#### Kutipan Teks
********

Memang, seperti yang kita tahu, video-video mesum Indonesia yang banyak beredar itu diperankan (dan dibuat) oleh anak-anak remaja—dari anak-anak SMA sampai mahasiswa—yang mengambil objek diri mereka sendiri. Artinya, perilaku aktivitas mesum yang diabadikan lewat kamera itu sebagian besar melibatkan aktivitas pacaran yang dilakukan muda-mudi.

Ini, menurut saya, tidak semata-mata menunjukkan distorsi moral anak-anak muda, tetapi juga menunjukkan bahwa kita (guru, orang tua, dan pihak-pihak yang bersangkutan) kurang menanamkan pelajaran dan arti penting tanggung jawab.

Video bugil itu kebanyakan dibuat dengan menggunakan kamera ponsel—sedang kamera ponsel baru populer beberapa tahun yang lalu. Artinya, perilaku mesum seperti itu bisa saja telah terjadi bertahun-tahun sebelumnya, hanya saja mulai terkuak setelah adanya ponsel yang memudahkan orang menggunakan kamera. Dengan ditunjang mudahnya akses internet, maka gelombang video porno pun semakin mudah mengalir kemana-mana.

********

#### Cuplikan Data
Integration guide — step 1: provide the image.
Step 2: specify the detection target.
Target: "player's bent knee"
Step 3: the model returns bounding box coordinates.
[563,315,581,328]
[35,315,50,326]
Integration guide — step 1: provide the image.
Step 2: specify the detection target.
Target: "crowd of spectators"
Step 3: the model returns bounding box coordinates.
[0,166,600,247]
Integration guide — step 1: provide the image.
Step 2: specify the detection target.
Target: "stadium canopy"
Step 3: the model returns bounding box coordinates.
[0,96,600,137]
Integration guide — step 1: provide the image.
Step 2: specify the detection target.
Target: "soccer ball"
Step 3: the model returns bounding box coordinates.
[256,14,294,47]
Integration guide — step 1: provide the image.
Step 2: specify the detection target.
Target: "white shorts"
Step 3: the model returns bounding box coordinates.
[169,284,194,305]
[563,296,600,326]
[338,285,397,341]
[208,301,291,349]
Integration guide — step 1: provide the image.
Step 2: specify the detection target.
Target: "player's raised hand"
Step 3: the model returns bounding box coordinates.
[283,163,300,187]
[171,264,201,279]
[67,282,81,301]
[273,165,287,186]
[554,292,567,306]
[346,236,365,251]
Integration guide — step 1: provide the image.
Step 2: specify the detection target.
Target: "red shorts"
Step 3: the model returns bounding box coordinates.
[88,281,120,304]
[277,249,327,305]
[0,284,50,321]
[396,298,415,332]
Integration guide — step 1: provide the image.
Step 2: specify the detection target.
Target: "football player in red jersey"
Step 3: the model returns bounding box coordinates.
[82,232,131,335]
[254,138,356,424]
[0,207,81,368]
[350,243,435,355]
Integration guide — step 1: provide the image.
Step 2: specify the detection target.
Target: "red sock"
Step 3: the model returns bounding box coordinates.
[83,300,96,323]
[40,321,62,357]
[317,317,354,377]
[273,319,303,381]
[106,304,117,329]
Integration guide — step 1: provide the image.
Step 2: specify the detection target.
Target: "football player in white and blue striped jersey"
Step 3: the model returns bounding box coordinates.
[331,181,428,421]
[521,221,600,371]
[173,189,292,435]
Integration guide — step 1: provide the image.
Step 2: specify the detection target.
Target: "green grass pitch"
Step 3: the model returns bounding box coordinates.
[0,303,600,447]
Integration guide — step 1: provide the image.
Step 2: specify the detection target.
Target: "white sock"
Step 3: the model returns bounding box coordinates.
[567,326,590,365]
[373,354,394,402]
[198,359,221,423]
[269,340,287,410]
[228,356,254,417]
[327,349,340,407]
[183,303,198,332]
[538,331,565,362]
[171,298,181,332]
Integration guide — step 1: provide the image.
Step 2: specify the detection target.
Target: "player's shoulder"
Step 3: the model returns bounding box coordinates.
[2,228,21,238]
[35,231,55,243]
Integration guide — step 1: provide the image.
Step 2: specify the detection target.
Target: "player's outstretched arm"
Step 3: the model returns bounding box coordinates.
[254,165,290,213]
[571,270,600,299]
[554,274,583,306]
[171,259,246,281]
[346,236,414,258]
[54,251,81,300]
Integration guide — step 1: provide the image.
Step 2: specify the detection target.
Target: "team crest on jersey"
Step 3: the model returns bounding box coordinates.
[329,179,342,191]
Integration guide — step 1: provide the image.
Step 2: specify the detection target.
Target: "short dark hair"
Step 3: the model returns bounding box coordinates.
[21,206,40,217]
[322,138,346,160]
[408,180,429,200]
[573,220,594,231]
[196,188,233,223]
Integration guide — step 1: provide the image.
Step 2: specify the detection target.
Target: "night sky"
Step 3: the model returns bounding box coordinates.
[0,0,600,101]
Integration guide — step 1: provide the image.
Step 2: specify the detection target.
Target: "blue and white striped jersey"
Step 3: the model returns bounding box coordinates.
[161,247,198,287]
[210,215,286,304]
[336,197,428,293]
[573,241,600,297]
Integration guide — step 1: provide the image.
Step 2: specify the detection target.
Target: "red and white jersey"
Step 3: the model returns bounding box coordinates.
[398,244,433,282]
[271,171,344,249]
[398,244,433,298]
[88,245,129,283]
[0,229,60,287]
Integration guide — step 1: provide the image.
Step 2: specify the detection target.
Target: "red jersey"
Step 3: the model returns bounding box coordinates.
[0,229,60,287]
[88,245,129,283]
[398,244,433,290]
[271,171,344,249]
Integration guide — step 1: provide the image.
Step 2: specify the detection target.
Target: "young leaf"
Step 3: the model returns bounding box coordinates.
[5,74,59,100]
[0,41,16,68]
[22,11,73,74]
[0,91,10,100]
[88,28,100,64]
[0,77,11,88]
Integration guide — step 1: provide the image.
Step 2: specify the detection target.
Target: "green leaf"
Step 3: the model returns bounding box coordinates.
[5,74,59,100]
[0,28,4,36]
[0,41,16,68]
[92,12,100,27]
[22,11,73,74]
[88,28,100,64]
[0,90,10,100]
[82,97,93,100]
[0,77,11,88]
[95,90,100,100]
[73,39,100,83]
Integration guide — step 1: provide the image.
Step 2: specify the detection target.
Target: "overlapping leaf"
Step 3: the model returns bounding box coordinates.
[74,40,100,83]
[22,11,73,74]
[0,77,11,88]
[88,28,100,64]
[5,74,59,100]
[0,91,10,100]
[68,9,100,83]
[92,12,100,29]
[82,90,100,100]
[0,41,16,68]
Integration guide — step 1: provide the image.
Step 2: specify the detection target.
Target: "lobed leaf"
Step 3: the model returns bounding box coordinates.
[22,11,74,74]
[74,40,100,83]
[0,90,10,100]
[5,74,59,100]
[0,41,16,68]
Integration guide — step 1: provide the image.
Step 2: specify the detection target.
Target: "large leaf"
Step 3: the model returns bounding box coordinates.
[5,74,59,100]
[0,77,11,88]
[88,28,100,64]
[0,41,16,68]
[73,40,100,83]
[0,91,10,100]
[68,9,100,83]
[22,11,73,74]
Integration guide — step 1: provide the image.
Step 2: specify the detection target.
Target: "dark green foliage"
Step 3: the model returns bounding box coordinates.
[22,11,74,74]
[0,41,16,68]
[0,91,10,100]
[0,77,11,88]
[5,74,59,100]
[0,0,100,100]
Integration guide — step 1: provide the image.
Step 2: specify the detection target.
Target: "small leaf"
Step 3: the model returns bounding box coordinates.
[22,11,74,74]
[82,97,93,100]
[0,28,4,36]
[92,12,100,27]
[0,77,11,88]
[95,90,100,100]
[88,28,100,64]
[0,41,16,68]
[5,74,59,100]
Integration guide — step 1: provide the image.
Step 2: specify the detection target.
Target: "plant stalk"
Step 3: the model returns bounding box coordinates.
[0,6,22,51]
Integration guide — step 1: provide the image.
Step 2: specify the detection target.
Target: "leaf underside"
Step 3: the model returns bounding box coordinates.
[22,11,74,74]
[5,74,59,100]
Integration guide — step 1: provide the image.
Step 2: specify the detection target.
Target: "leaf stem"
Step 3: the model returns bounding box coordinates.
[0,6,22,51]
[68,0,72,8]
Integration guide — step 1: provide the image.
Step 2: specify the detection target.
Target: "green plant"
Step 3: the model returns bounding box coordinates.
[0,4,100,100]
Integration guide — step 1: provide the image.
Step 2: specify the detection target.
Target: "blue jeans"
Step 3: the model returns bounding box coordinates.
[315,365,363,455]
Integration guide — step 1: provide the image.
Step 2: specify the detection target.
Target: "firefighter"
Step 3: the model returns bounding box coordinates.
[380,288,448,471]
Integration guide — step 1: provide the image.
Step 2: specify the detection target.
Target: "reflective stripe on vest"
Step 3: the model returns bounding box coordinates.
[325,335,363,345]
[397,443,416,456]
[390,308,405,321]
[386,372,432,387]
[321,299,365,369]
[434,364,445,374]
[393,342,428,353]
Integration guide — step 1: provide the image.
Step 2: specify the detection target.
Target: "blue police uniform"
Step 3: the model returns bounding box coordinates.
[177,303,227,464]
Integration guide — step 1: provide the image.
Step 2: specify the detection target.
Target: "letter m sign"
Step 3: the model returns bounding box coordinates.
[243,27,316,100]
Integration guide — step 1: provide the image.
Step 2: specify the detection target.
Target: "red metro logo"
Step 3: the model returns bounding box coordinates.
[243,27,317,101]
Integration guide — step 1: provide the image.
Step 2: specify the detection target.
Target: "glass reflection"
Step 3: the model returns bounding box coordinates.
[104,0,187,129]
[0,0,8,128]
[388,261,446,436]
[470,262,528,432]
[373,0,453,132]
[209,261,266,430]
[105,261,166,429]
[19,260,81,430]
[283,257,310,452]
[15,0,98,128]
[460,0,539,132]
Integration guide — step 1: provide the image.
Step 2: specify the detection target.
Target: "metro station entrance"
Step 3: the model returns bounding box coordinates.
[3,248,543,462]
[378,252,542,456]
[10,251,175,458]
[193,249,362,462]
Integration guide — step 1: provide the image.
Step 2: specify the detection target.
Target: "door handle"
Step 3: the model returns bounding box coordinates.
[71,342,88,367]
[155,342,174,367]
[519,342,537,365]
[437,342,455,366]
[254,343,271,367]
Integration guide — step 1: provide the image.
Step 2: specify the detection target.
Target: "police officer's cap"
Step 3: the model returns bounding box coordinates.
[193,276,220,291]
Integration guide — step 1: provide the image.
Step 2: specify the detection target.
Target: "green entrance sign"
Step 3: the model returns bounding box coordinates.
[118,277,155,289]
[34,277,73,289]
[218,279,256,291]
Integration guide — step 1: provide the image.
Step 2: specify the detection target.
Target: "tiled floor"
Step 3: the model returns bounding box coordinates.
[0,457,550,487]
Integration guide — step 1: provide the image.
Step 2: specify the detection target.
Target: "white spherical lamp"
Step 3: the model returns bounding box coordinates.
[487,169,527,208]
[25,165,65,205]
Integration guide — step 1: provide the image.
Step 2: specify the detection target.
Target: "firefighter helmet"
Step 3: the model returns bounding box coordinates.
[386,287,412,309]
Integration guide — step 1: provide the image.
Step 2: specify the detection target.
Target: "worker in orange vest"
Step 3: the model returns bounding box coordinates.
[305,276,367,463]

********

#### Ketentuan Soal
Menurut kutipan teks, dengan alat apa video bugil itu kebanyakan dibuat?

#### Jawaban Latihan
Video bugil itu kebanyakan dibuat dengan menggunakan kamera ponsel.